- **Page extract**
━━━━━━━━━━━━━━━━━━━━
Most corporate learning programs today use the model of traditional classroom learning where one teacher, with one lesson, serves many learners. An employee starts by choosing a program, often with little guidance. Once they begin the course, lessons likely use videos to deliver instruction and are followed by quizzes to gauge their retention of the information.

There are several problems with this model:

• Decades of research show that the traditional, one-to-many model of learning is not the most effective way to learn. Educational psychologist Benjamin Bloom observed that students who learned through one-on-one tutoring outperformed their peers by two standard deviations; that is, they performed better than 98 percent of those who learned in traditional classroom environments. The superiority of one-on-one tutoring over classroom learning has been dubbed the 2-sigma problem in education (see Figure 2 below).

• Multiple-choice quizzes provide a poor signal of employees’ skills—especially for specialized technical skills like AI and ML engineering. Quizzes also do not give learners the opportunity to apply what they’ve learned in a realistic context or in the flow of their work.

• Without guidance grounded in their current skills, strengths, and goals—as well as their team’s needs—employees may choose courses or learning programs that are mismatched to their level of skill proficiency or goals.

Developing your team members’ mastery of the AI and ML skills your team needs requires a learning program that delivers the following:

• One-on-one tutoring. Today’s best-in-class technical learning programs use AI-powered assistants that are contextually aware and fully integrated with the learning environment to deliver personalized, one-on-one guidance and feedback to learners at scale.
━━━━━━━━━━━━━━━━━━━━
- **Problems to work on**
#1 In the passage on corporate learning, by how many standard deviations did students taught through one-on-one tutoring outperform their peers?
#2 Reproduce the portion of the passage on corporate learning starting at "Developing your team" and ending at "learners at scale.".
The listing that comes next is separate material and has no connection to the passage on corporate learning.

- **Recorded data**
━━━━━━━━━━━━━━━━━━━━
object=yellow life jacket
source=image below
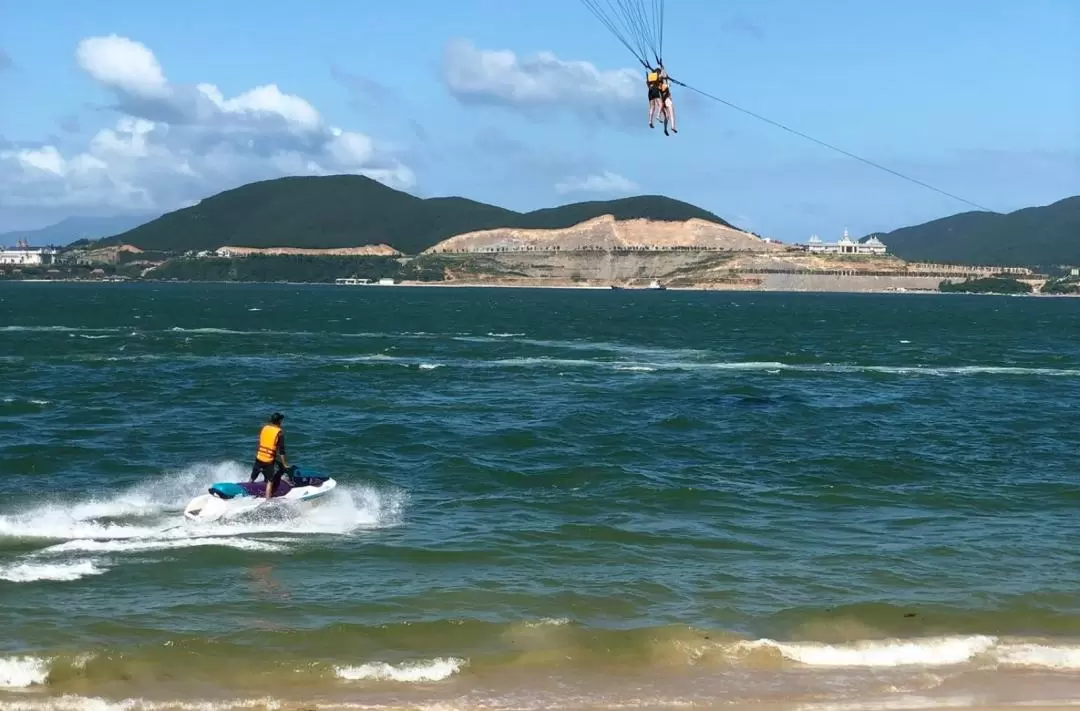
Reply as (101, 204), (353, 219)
━━━━━━━━━━━━━━━━━━━━
- **Answers to the tasks**
#1 By two standard deviations.

#2
Developing your team members’ mastery of the AI and ML skills your team needs requires a learning program that delivers the following:

• One-on-one tutoring. Today’s best-in-class technical learning programs use AI-powered assistants that are contextually aware and fully integrated with the learning environment to deliver personalized, one-on-one guidance and feedback to learners at scale.